# [DATASET EXCERPTS]

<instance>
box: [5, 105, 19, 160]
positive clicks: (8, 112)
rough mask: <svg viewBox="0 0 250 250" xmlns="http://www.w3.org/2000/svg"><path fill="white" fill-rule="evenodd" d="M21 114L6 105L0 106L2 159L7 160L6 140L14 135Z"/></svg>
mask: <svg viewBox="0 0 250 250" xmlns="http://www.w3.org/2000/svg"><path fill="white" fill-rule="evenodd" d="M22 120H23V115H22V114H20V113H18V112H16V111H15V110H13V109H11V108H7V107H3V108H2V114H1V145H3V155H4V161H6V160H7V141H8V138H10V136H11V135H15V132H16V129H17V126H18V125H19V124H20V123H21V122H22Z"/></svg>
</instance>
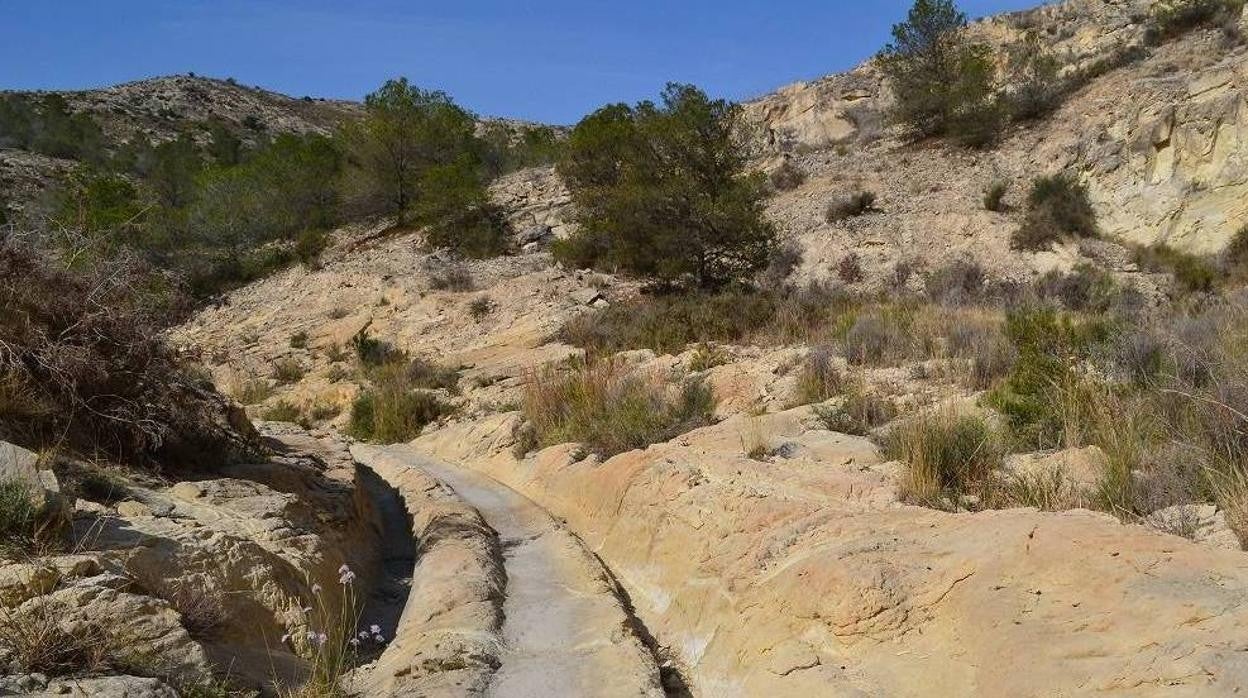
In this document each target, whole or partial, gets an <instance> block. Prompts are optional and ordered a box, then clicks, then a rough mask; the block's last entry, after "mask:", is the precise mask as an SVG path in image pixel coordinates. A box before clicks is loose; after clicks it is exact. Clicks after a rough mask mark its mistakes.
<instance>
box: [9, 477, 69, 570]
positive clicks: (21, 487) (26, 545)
mask: <svg viewBox="0 0 1248 698" xmlns="http://www.w3.org/2000/svg"><path fill="white" fill-rule="evenodd" d="M64 523H65V522H64V521H57V519H56V518H54V517H51V516H49V512H46V511H44V509H42V507H41V506H40V504H39V501H37V499H36V494H35V492H32V491H31V489H30V487H29V486H27V484H26V483H25V482H20V481H6V482H0V557H6V556H21V554H30V553H35V552H37V551H40V549H41V548H44V547H47V546H49V544H51V543H52V542H54V541H55V539H56V538H57V537H59V532H60V529H61V527H62V526H64Z"/></svg>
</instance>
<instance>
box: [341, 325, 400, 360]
mask: <svg viewBox="0 0 1248 698" xmlns="http://www.w3.org/2000/svg"><path fill="white" fill-rule="evenodd" d="M351 348H352V350H353V351H354V353H356V358H357V360H358V361H359V363H361V365H362V366H366V367H368V366H381V365H382V363H386V362H387V361H388V360H389V358H391V357H392V356H394V355H396V352H398V350H396V348H394V347H393V346H391V345H389V342H384V341H382V340H378V338H376V337H372V336H369V335H368V327H367V326H366V327H362V328H361V330H359V331H358V332H356V333H354V335H352V337H351Z"/></svg>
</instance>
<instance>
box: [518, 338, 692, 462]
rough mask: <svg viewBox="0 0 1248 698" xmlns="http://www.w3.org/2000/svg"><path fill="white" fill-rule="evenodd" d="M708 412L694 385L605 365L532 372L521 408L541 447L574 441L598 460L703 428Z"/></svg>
mask: <svg viewBox="0 0 1248 698" xmlns="http://www.w3.org/2000/svg"><path fill="white" fill-rule="evenodd" d="M714 410H715V398H714V395H713V393H711V390H710V387H708V386H706V385H705V383H704V382H701V381H699V380H688V381H684V382H681V383H673V382H670V381H668V380H665V378H663V377H661V376H658V375H639V373H635V372H630V371H628V370H626V368H625V367H624V366H623V365H622V363H619V362H617V361H610V360H603V361H595V362H590V363H579V365H577V366H573V367H570V368H560V367H557V366H548V367H545V368H542V370H535V371H532V372H530V373H529V376H528V381H527V385H525V388H524V405H523V412H524V416H525V418H528V421H529V422H530V423H532V425H533V427H534V430H535V437H537V441H538V442H539V443H540V445H542V446H552V445H555V443H567V442H577V443H582V445H584V446H585V447H587V448H589V450H590V451H593V452H595V453H598V455H600V456H604V457H610V456H614V455H615V453H623V452H625V451H631V450H635V448H645V447H646V446H649V445H651V443H659V442H663V441H668V440H670V438H674V437H675V436H678V435H681V433H684V432H686V431H690V430H693V428H696V427H700V426H704V425H708V423H710V421H711V416H713V412H714Z"/></svg>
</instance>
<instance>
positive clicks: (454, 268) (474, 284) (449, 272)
mask: <svg viewBox="0 0 1248 698" xmlns="http://www.w3.org/2000/svg"><path fill="white" fill-rule="evenodd" d="M429 287H432V288H433V290H436V291H456V292H459V293H464V292H468V291H472V290H473V288H475V287H477V282H475V281H473V277H472V272H470V271H468V267H466V266H463V265H454V263H453V265H447V267H444V268H442V270H439V271H434V272H433V273H431V275H429Z"/></svg>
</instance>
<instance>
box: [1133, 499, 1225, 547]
mask: <svg viewBox="0 0 1248 698" xmlns="http://www.w3.org/2000/svg"><path fill="white" fill-rule="evenodd" d="M1146 523H1147V524H1148V526H1149V527H1152V528H1156V529H1157V531H1162V532H1166V533H1173V534H1174V536H1182V537H1184V538H1191V539H1193V541H1196V542H1197V543H1202V544H1206V546H1209V547H1214V548H1223V549H1228V551H1239V549H1243V544H1242V543H1241V542H1239V537H1238V536H1236V532H1234V531H1233V529H1232V528H1231V526H1229V524H1228V523H1227V514H1226V513H1224V512H1222V511H1221V509H1218V507H1217V506H1214V504H1176V506H1173V507H1166V508H1164V509H1158V511H1156V512H1153V513H1151V514H1148V517H1147V518H1146Z"/></svg>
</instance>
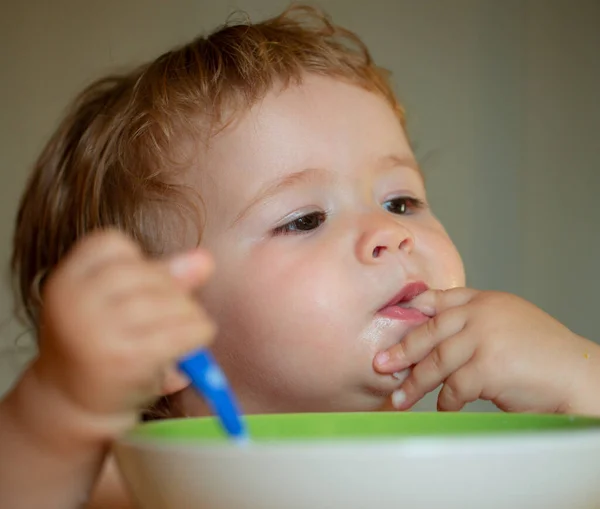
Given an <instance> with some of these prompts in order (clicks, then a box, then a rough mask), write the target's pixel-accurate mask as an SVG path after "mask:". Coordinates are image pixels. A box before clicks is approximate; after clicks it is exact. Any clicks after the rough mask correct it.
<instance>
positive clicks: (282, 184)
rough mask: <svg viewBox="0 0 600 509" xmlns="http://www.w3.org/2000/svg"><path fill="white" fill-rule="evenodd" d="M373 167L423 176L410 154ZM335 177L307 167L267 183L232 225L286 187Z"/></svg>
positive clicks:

# [PROBLEM REQUIREMENTS]
Turn all of the records above into a JSON list of strings, one string per line, with blank lines left out. Don't include the pictures.

# [SOLUTION TO THIS PROBLEM]
[
  "<instance>",
  "box: [5, 105, 19, 160]",
  "positive clicks: (8, 112)",
  "rough mask: <svg viewBox=\"0 0 250 250\" xmlns=\"http://www.w3.org/2000/svg\"><path fill=\"white\" fill-rule=\"evenodd\" d=\"M21 114L6 105L0 106L2 159L7 160L6 140L14 135Z\"/></svg>",
  "mask: <svg viewBox=\"0 0 250 250\" xmlns=\"http://www.w3.org/2000/svg\"><path fill=\"white\" fill-rule=\"evenodd\" d=\"M22 120H23V115H22V114H20V113H18V112H16V111H15V110H13V109H11V108H7V107H3V108H2V114H1V145H3V155H4V161H6V160H7V141H8V138H10V136H11V135H15V132H16V129H17V126H18V125H19V124H20V123H21V122H22Z\"/></svg>",
  "</instance>",
  "In this document each target, whole or partial, gets an <instance> block. Prompts are optional and ordered a box, then clicks, then a rough mask; the block's last entry, after \"mask:\", is the precise mask as an SVG path in image pixel coordinates. A box before clicks is loose; after clicks it is exact. Clicks after a rough mask mark its mistakes.",
  "<instance>",
  "box: [9, 477, 69, 570]",
  "positive clicks: (21, 487) (26, 545)",
  "mask: <svg viewBox=\"0 0 1248 698\" xmlns=\"http://www.w3.org/2000/svg\"><path fill=\"white\" fill-rule=\"evenodd\" d=\"M64 523H65V522H64V521H57V519H56V518H54V517H51V516H49V512H46V511H44V509H42V507H41V506H40V504H39V501H37V499H36V494H35V492H32V491H31V489H30V487H29V486H27V484H26V483H25V482H20V481H6V482H0V557H6V556H21V554H30V553H35V552H37V551H40V549H41V548H44V547H47V546H49V544H51V543H52V542H54V541H55V539H56V538H57V537H59V532H60V529H61V527H62V526H64Z\"/></svg>",
  "</instance>",
  "<instance>",
  "box: [341, 325, 400, 360]",
  "mask: <svg viewBox=\"0 0 1248 698\" xmlns=\"http://www.w3.org/2000/svg\"><path fill=\"white\" fill-rule=\"evenodd\" d=\"M351 348H352V350H353V351H354V353H356V358H357V360H358V361H359V363H361V365H362V366H366V367H368V366H381V365H382V363H386V362H387V361H388V360H389V358H391V357H392V356H394V355H396V352H398V350H396V348H394V347H393V346H391V345H389V342H384V341H382V340H378V338H376V337H372V336H369V335H368V327H367V326H366V327H362V328H361V330H359V331H358V332H356V333H354V335H352V337H351Z\"/></svg>",
  "</instance>",
  "<instance>",
  "box: [518, 338, 692, 462]",
  "rough mask: <svg viewBox=\"0 0 1248 698\" xmlns=\"http://www.w3.org/2000/svg\"><path fill=\"white\" fill-rule=\"evenodd\" d=\"M708 412L694 385L605 365L532 372L521 408L541 447L574 441L598 460L703 428Z\"/></svg>",
  "mask: <svg viewBox=\"0 0 1248 698\" xmlns=\"http://www.w3.org/2000/svg\"><path fill=\"white\" fill-rule=\"evenodd\" d=\"M714 410H715V398H714V395H713V393H711V390H710V387H708V386H706V385H705V383H704V382H701V381H699V380H688V381H684V382H681V383H673V382H670V381H668V380H665V378H663V377H661V376H658V375H639V373H635V372H630V371H628V370H626V368H625V367H624V366H623V365H622V363H619V362H617V361H610V360H603V361H595V362H590V363H579V365H577V366H573V367H570V368H560V367H557V366H548V367H545V368H542V370H535V371H532V372H530V373H529V376H528V381H527V385H525V388H524V405H523V412H524V416H525V418H528V421H529V422H530V423H532V425H533V427H534V430H535V437H537V441H538V442H539V443H540V445H542V446H552V445H555V443H567V442H577V443H582V445H584V446H585V447H587V448H589V450H590V451H593V452H595V453H598V455H600V456H604V457H610V456H614V455H615V453H623V452H625V451H631V450H635V448H645V447H646V446H649V445H651V443H659V442H663V441H668V440H670V438H674V437H675V436H678V435H681V433H684V432H686V431H690V430H693V428H696V427H700V426H704V425H708V423H710V421H711V416H713V412H714Z\"/></svg>",
  "</instance>",
  "<instance>",
  "positive clicks: (454, 268) (474, 284) (449, 272)",
  "mask: <svg viewBox=\"0 0 1248 698\" xmlns=\"http://www.w3.org/2000/svg\"><path fill=\"white\" fill-rule=\"evenodd\" d=\"M429 287H432V288H433V290H436V291H456V292H459V293H464V292H468V291H472V290H473V288H475V287H477V282H475V281H473V277H472V272H470V271H468V267H466V266H463V265H454V263H453V265H447V267H444V268H442V270H439V271H434V272H433V273H431V275H429Z\"/></svg>",
  "</instance>",
  "<instance>",
  "box: [1133, 499, 1225, 547]",
  "mask: <svg viewBox=\"0 0 1248 698\" xmlns=\"http://www.w3.org/2000/svg\"><path fill=\"white\" fill-rule=\"evenodd\" d=\"M1146 523H1147V524H1148V526H1149V527H1152V528H1156V529H1157V531H1162V532H1166V533H1173V534H1174V536H1182V537H1184V538H1191V539H1193V541H1196V542H1197V543H1202V544H1206V546H1209V547H1214V548H1223V549H1228V551H1239V549H1243V544H1242V543H1241V542H1239V537H1238V536H1236V532H1234V531H1233V529H1232V528H1231V526H1229V524H1228V523H1227V514H1226V513H1224V512H1222V511H1221V509H1218V507H1217V506H1214V504H1176V506H1173V507H1166V508H1164V509H1158V511H1156V512H1153V513H1151V514H1148V517H1147V518H1146Z\"/></svg>",
  "</instance>",
  "Given an <instance> with some of these prompts in order (clicks, then a box, then a rough mask), write the target's pixel-accurate mask as an SVG path after \"mask:\". Coordinates are image pixels. A box before clicks is approximate; after clicks it is exact. Any clicks after the rough mask correct it.",
  "<instance>",
  "positive clicks: (282, 184)",
  "rough mask: <svg viewBox=\"0 0 600 509\" xmlns=\"http://www.w3.org/2000/svg\"><path fill=\"white\" fill-rule=\"evenodd\" d=\"M373 167L423 176L410 154ZM335 177L307 167L267 183L232 225L286 187Z\"/></svg>",
  "positive clicks:"
]